Accueil  > Années 1950  > N°642 Août 1950  > Page 480 Tous droits réservés

La querelle des tapis de sol

Tapis de sol cousu, tapis de sol indépendant ? Telle est la question qui m'a été posée dernièrement par un lecteur. Question nouvelle ? Oh non ! et je me demande même si mon correspondant n'a pas intentionnellement posé cette question pour raviver la querelle, d'ailleurs bien amicale, qui oppose, depuis l'apparition des tapis de sol cousus, les partisans de ce système et ceux qui préfèrent le tapis de sol indépendant.

Je n'ai pas la prétention de régler la question, et je suis sûr qu'après avoir lu mon article chacun couchera sur ses positions ... et sur son tapis de sol ... cousu ou non !

Mais, puisqu'on a bien voulu me demander mon avis, c'est avec plaisir que je le fais, étant bien entendu que j'exprime mon opinion personnelle, mais que j'admets très bien que l'on soit d'un avis contraire.

À l'apparition des tapis de sol cousus — car ces derniers sont beaucoup plus récents que les autres, — ce fut, de la part des campeuses principalement, un engouement très vif. « Bravo ! dirent-elles, voilà la meilleure solution pour éviter les fourmis et autres petites bêtes ... Quelle impression de confort ! Et puis on est plus sûr, en cas d'orage, de n'avoir pas sa tente inondée ! »

« Bravo ! dirent les campeurs, la tente est bien plus vite montée : on fixe les coins du tapis de sol, on met le mât. Il n'y a plus qu'à fixer les tendeurs, et la tente est prête. Quelle économie de temps ! »

Je dois vous dire que moi-même qui, depuis des années, avais des tapis de sol indépendants, j'ai examiné la nouveauté avec intérêt ; j'ai même essayé une tente ainsi équipée. Je n'ai pas été convaincu ...

- [Données sources]:
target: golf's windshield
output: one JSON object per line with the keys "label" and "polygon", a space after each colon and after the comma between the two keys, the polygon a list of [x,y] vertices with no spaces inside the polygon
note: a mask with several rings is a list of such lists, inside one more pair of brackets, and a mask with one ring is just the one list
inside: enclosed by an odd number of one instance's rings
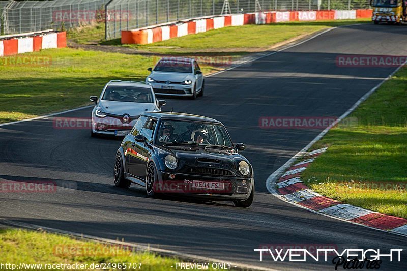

- [Consigne]: Reprenez l'article sur la querelle des tapis de sol et écrivez-en la suite à partir de « Je n'ai pas été convaincu ... ». Les données n'ont aucun rôle dans cet exercice.

- [Résultat obtenu]:
Pour moi, il n'est qu'un cas où le tapis de sol cousu présente un avantage certain ; c'est celui du camping sur neige, et encore à condition d'avoir un tapis de sol en cuvette. J'ajouterai même que, bien avant qu'on lance le tapis de sol cousu sur les tentes ordinaires, les tentes spéciales pour neige en possédaient. J'ai campé sous une tente semblable dès 1930.

Dans tous les autres cas, j'ai été et je demeure un partisan du tapis de sol indépendant.

Le principal inconvénient du cousu réside dans le fait qu'on est obligé de plier sa tente à l'intérieur du tapis de sol.

Or, lorsqu'il pleut, le tissu mouillé de la tente vient au contact de la partie sèche du tapis de sol. Le soir, à l'étape suivante, la tente et la partie sur laquelle vous allez vous coucher est humide, sinon trempée. Je ne connais pas de remède à cela.

Prenons, d'autre part, le cas d'un temps pluvieux, et cela ne manque pas en France. Il fait frais. Combien il est agréable alors de faire la popote sous la tente. Une douce chaleur s'y répand qui, avec l'odeur de la soupe qui mijote, vient composer une atmosphère infiniment sympathique, mais gare au tapis de sol ! Aucun réchaud ne l'aime, et tous s'acharnent à le brûler, à le dessécher ou à le roussir ... de plus, un faux mouvement peut faire renverser la marmite et c'est la catastrophe. Le tapis de sol indépendant permet d'éviter cet accident. Il suffira de le dépiqueter près de la porte d'entrée, et aussitôt un rectangle d'herbe apparaît, qui permet de ne plus rien risquer.

Prenons, au contraire, le cas d'un temps chaud tel que l'on en rencontre tant l'été dans la région méditerranéenne ; vous savez, chers amis campeurs, ce que c'est que la chaleur sous une tente, en plein soleil ! Une petite fournaise ! à tel point que, le soir, la chaleur reste sous la tente et que l'on y passe des nuits étouffantes.

Avec le tapis cousu, aucun remède ! Cuisez dans votre jus ! sans rien dire ... Mais, si vous avez une canadienne à tapis de sol indépendant, sans rien démonter, enlevez les piquets et relevez les murs en les attachant aux petites embrasses ad hoc et, malgré la chaleur, vous établirez sous la tente un courant d'air qui renouvellera l'air en de telles proportions que vous pourrez même, en certains cas, utiliser votre tente pour la sieste de l'après-midi.

Autre question : dans le cas d'un camp fixe de plusieurs jours, il est recommandé, si l'on tient à soigner son tapis de sol, de retirer ce dernier de temps en temps, tous les trois ou quatre jours par exemple, pour le faire sécher au soleil.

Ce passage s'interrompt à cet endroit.